Surging COVID-19 infections and restrictions in December slammed the brakes on the engine of the US economy – consumer spending – for the second consecutive month.
Business-sapping restrictions designed to contain spiralling COVID-19 infections slammed the brakes on the engine of the United States economy in December, as consumers kept their wallets snapped shut and hunkered down at home.
Consumer spending, which drives roughly two-thirds of US economic growth, fell by $27.9bn or 0.2 percent in December, marking the second straight month of decline, the US Department of Commerce said on Friday.
In November, consumer spending fell 0.7 percent.
Friday’s data adds to a growing list of indicators that show the US economic recovery slowed considerably in December as the pandemic threw up fresh challenges to shopping, going to restaurants and travelling – all industries hit especially hard by COVID-19.
US gross domestic product (GDP) – which measures the total output of goods and services in the economy – grew a weaker-than-expected 4 percent on an annualised basis in the final three months of 2020, the Commerce Department said on Thursday.
For the year, the US economy contracted 3.5 percent in 2020 – the worst decline in GDP since 1946.
The economy lost 140,000 jobs in December, bringing seven straight months of jobs creation to a halt. Layoffs remain widespread, with some 847,000 Americans filing for unemployment benefits with states last week.

**Information supplied**:
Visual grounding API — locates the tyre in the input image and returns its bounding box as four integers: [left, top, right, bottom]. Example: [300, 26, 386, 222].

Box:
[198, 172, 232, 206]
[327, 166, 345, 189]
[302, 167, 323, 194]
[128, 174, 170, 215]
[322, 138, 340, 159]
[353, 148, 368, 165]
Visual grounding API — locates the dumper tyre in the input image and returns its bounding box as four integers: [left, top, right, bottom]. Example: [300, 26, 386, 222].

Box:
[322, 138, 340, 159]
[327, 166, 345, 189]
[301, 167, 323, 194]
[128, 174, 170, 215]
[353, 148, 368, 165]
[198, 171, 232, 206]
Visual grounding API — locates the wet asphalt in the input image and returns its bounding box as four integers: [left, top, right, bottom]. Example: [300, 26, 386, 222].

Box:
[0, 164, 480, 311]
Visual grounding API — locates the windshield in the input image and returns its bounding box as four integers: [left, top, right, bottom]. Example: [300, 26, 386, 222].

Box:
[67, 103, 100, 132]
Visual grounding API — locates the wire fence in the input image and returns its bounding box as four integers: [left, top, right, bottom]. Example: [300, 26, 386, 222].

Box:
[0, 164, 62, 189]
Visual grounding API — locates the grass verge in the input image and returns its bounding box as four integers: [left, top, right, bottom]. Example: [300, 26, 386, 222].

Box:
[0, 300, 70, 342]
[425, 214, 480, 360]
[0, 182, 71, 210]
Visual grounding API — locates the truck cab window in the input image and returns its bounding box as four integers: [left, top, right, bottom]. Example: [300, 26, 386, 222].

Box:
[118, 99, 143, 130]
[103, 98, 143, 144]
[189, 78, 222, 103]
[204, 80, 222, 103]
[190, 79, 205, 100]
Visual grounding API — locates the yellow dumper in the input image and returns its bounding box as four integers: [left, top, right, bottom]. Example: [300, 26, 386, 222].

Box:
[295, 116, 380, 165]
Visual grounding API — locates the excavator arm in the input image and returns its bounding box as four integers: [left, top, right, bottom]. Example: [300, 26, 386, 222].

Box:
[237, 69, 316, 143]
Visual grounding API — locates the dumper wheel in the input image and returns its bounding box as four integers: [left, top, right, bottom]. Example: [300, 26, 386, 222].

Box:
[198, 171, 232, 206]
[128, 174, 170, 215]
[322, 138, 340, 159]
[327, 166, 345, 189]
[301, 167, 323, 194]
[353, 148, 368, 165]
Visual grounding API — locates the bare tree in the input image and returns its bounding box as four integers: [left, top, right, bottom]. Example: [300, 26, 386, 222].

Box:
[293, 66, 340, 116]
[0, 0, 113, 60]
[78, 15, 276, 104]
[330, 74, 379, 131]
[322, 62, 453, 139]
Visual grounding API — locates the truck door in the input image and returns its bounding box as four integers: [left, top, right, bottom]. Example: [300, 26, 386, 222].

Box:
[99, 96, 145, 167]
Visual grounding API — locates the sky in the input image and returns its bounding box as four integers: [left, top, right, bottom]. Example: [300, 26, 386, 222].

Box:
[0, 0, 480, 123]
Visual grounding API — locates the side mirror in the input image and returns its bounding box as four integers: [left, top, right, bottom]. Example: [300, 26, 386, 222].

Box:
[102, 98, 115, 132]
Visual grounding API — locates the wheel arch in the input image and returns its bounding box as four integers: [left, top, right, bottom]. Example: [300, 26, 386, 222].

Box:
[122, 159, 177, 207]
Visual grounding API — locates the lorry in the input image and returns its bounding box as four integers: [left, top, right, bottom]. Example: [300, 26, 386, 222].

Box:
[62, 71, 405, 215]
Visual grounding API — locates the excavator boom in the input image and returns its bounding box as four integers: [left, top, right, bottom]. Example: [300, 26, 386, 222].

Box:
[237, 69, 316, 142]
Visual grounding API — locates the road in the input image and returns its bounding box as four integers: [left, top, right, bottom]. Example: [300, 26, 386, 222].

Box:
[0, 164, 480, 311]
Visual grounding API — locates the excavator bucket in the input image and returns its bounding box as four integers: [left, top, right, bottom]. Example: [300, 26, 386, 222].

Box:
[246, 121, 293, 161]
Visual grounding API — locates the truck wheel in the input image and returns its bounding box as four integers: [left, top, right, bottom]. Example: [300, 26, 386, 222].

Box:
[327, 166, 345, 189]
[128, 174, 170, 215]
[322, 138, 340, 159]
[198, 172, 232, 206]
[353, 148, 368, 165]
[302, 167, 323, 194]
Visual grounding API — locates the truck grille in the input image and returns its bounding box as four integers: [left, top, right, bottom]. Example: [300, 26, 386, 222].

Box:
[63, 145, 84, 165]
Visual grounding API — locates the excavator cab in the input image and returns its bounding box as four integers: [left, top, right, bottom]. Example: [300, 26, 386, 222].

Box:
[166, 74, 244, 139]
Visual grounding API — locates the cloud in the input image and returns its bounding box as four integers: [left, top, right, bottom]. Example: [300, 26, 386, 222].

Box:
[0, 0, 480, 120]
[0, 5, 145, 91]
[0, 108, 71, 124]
...
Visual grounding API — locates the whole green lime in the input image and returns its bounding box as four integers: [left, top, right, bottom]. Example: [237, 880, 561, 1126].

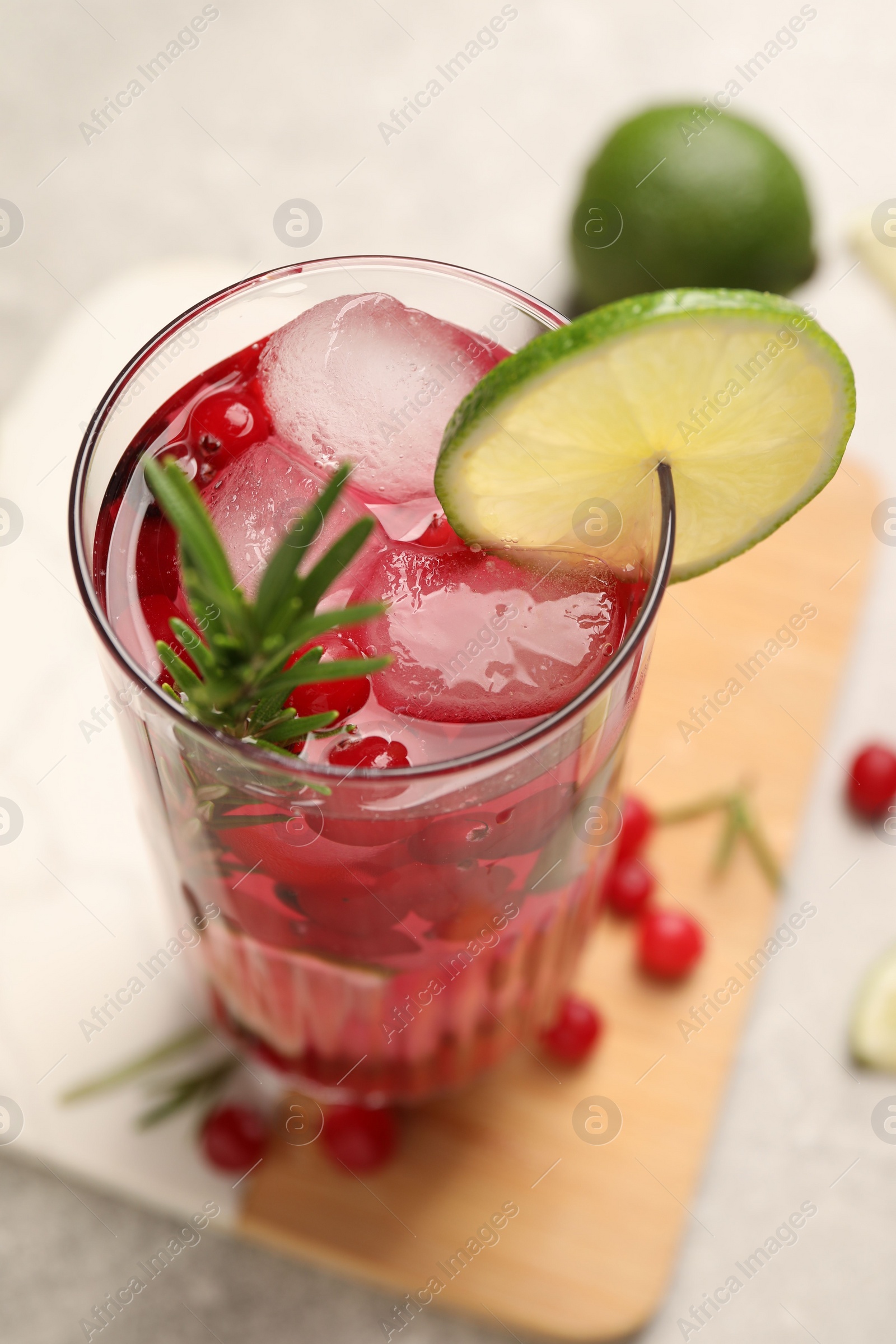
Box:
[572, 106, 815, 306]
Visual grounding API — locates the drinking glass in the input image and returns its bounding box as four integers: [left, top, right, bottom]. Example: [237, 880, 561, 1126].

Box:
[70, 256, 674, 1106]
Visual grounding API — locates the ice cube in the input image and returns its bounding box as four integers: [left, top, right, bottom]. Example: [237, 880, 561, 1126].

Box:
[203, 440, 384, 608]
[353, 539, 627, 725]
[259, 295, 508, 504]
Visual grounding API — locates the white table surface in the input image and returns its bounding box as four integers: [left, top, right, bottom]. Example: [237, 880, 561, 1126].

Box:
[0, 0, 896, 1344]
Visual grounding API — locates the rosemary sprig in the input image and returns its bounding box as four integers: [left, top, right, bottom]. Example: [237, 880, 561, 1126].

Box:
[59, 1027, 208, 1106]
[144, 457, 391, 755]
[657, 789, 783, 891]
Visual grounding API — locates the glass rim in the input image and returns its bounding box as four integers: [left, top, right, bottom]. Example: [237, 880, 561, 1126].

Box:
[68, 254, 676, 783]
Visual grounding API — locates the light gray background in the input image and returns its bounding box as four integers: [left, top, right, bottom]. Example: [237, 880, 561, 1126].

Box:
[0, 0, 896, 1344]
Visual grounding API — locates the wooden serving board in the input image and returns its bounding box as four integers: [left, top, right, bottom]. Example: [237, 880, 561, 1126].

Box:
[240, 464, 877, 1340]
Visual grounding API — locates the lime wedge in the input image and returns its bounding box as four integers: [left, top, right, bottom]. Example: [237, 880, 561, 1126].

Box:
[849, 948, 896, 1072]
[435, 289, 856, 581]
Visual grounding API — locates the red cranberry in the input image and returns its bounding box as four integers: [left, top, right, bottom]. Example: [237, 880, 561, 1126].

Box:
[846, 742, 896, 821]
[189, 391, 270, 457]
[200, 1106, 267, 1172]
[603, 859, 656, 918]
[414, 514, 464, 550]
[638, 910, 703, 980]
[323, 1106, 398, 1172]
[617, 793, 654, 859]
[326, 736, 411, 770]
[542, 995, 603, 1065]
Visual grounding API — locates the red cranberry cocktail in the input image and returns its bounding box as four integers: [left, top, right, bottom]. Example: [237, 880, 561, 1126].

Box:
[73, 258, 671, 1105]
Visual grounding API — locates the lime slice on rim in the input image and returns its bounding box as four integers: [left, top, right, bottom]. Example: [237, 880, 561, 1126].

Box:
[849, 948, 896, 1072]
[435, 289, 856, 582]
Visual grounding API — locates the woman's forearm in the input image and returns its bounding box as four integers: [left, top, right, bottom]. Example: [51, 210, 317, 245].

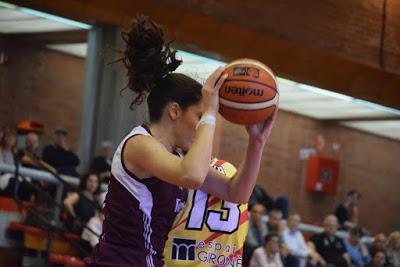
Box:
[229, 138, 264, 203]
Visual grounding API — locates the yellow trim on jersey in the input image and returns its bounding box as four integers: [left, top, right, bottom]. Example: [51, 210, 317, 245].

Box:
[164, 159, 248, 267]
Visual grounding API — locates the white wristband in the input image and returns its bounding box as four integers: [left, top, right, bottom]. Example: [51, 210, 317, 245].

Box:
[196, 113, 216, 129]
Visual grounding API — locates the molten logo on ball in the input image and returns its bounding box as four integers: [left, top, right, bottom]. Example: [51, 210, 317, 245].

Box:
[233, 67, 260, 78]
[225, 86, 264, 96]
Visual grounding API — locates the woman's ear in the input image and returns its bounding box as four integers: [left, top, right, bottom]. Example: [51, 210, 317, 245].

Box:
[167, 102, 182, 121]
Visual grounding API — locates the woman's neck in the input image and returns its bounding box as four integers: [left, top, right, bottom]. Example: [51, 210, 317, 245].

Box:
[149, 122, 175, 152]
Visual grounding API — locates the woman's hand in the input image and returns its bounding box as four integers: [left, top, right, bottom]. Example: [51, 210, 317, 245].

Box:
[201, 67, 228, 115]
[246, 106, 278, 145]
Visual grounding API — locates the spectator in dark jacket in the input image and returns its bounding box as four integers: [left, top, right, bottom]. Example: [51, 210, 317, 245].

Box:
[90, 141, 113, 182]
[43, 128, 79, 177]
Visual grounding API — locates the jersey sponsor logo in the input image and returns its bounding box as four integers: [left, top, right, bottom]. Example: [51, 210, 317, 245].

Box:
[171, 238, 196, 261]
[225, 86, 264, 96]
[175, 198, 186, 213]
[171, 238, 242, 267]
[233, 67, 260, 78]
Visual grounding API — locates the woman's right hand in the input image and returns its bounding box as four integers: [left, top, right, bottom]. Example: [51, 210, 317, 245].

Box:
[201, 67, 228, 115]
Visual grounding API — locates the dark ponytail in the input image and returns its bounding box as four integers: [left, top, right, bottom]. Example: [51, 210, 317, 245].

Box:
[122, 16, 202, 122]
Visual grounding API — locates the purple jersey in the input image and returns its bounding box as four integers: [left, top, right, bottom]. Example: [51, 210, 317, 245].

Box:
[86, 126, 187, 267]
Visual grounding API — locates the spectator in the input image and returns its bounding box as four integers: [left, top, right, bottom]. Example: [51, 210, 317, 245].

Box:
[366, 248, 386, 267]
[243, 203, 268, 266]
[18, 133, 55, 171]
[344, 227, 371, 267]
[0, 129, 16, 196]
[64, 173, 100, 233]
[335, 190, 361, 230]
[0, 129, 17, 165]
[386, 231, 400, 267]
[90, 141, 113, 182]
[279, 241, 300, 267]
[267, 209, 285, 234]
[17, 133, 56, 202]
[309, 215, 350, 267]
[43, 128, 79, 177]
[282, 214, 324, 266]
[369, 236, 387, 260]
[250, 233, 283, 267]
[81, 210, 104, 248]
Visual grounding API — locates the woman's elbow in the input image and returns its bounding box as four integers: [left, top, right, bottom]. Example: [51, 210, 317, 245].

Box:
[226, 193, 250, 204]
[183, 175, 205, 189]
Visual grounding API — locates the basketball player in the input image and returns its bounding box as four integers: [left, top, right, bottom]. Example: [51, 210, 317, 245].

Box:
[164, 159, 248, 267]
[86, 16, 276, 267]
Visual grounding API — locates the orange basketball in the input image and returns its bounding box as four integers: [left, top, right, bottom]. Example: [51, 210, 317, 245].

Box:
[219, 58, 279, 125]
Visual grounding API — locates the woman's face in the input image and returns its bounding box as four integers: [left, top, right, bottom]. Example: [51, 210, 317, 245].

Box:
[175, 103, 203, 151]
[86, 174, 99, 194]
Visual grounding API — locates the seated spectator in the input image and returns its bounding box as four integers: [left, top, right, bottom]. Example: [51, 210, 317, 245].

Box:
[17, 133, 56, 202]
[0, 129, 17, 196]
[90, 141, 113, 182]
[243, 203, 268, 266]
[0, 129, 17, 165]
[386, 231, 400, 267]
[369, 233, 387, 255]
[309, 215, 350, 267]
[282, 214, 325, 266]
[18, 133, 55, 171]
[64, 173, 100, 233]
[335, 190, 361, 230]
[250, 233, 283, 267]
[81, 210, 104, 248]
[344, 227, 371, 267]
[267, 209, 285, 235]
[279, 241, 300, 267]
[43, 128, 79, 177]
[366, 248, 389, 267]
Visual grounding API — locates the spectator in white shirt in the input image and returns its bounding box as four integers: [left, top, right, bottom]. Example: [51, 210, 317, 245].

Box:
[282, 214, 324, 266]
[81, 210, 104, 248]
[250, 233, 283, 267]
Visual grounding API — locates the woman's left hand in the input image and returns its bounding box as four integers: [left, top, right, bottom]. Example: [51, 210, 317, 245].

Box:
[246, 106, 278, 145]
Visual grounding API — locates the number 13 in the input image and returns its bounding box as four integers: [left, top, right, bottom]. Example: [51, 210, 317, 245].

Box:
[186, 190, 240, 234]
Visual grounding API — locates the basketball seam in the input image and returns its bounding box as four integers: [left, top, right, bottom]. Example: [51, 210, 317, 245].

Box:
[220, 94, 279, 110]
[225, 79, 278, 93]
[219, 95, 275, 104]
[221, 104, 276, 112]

**Exercise details**:
Quote word for word the stretch of the article on US consumer spending from "Surging COVID-19 infections" through "down at home.".

**Result of the task**:
Surging COVID-19 infections and restrictions in December slammed the brakes on the engine of the US economy – consumer spending – for the second consecutive month.
Business-sapping restrictions designed to contain spiralling COVID-19 infections slammed the brakes on the engine of the United States economy in December, as consumers kept their wallets snapped shut and hunkered down at home.